__PROBLEMA__:
Indique si cada afirmación concuerda con el texto sobre el inglés en los medios de comunicación. Responda sí o no y cite textualmente las palabras del texto que lo deciden.
1. El inglés será siempre el principal medio de comunicación en el mundo.
2. En Chile se tuvo éxito y en Indonesia no.
3. Occidente ha aceptado en su totalidad la verdad sobre el terror desatado por él.

__TEXTO DE ESTUDIO__:
'''

Los periódicos en inglés están llenos de historias sobre China sin que permitan que los chinos hablen por sí mismos. Existen también infinidad de noticias sobre Japón donde se cita al pueblo japonés pero no se le considera fiable para compartir sus artículos completos relativos a su propio país, artículos escritos por ellos de principio a fin.

Por el momento, el inglés es el principal medio de comunicación en el mundo, pero no será siempre así. Sus escritores, periodistas, periódicos y empresas editoriales no facilitan un mejor entendimiento entre las naciones ya que son incapaces de promover la diversidad de ideas.

Los medios de comunicación utilizan el inglés como instrumento político, económico e incluso intelectual al servicio de unos intereses. Cada vez un mayor número de personas cuya lengua madre no es el inglés se ven obligadas a usarlo para formar parte del único grupo que tiene influencia; el grupo que importa, el grupo que lee, entiende y piensa de la forma “correcta”. Por encima de la gramática y la ortografía, los recién llegados a ese grupo aprenden a sentir y reaccionar ante el mundo que los rodea, así como a lo que tienen que considerar objetivo. Y el resultado es la uniformidad y la servidumbre intelectual.

Cuando me despierto a mitad de la noche, afectado por pesadillas e imágenes que hace mucho tiempo trasvasé de mis cámaras a la memoria ampliada, empiezo a soñar acerca de una conformación del mundo más justa y mejor. Pero siempre se me plantea la misma y lacerante pregunta: ¿Cómo puedo conseguirlo?

Pienso en las revoluciones que triunfaron recientemente- todas ellas tienen unas características comunes: educación e información. Para cambiar las cosas, la gente tiene que conocer la verdad, tiene que conocer su pasado.

Con ellas se insistió una y otra vez a los ciudadanos de Chile, Argentina y Sudáfrica. No habrá un futuro mejor ni se conseguirá una reconciliación justa y verdadera salvo que el pasado y el presente se analicen y comprendan. Esa es la razón por la que en Chile se tuvo éxito y en Indonesia no. Por eso Sudáfrica, a pesar del cúmulo de problemas y lo complejo de la situación, está en camino de exorcizar sus demonios y dirigirse hacia un futuro mejor.

Pero occidente- Europa, Estados Unidos y, en gran medida, Australia- viven en la negación continua. Nunca han aceptado en su totalidad la verdad sobre el terror desatado por ellos y que siguen perpetrando contra la gran mayoría del mundo. Todavía son ricos: los más ricos, a costa de la sangre y el sudor de los demás. Todavía son un imperio- un único imperio- unido por la cultura colonialista. Con un tronco y ramificaciones pero uno en su conjunto.

'''

__MATERIAL DADO__:
'''

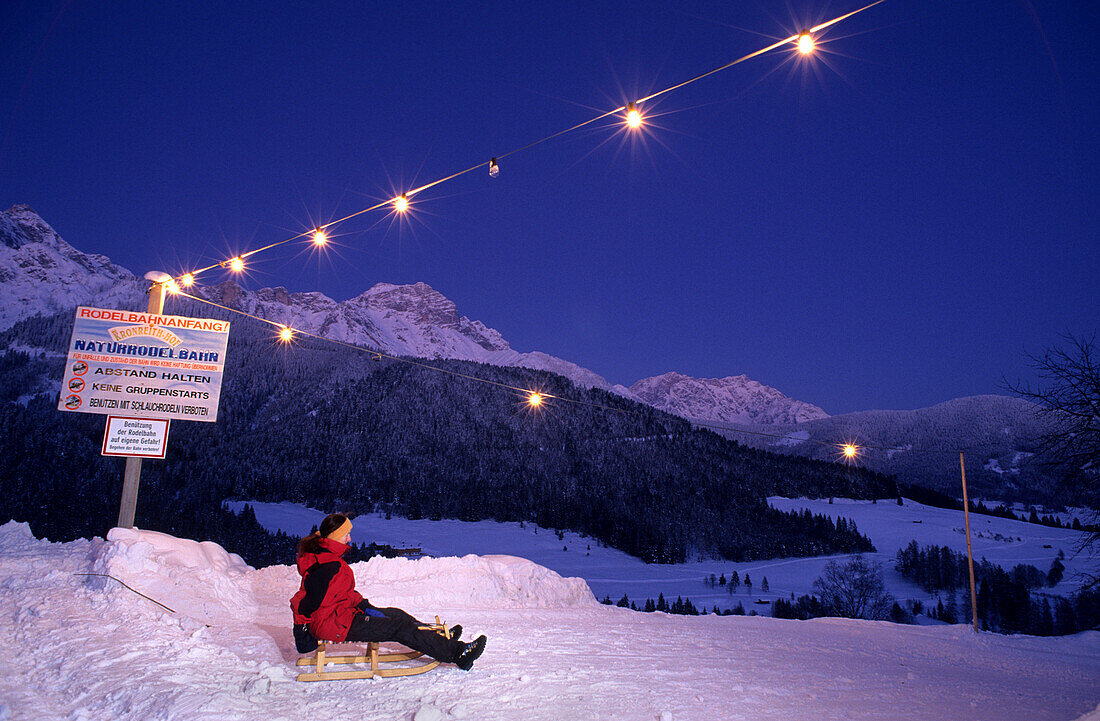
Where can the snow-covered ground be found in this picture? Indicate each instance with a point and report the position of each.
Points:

'''

__RESPUESTA__:
1. No: «Por el momento, el inglés es el principal medio de comunicación en el mundo, pero no será siempre así.»
2. Sí: «Esa es la razón por la que en Chile se tuvo éxito y en Indonesia no.»
3. No: «Nunca han aceptado en su totalidad la verdad sobre el terror desatado por ellos y que siguen perpetrando contra la gran mayoría del mundo.»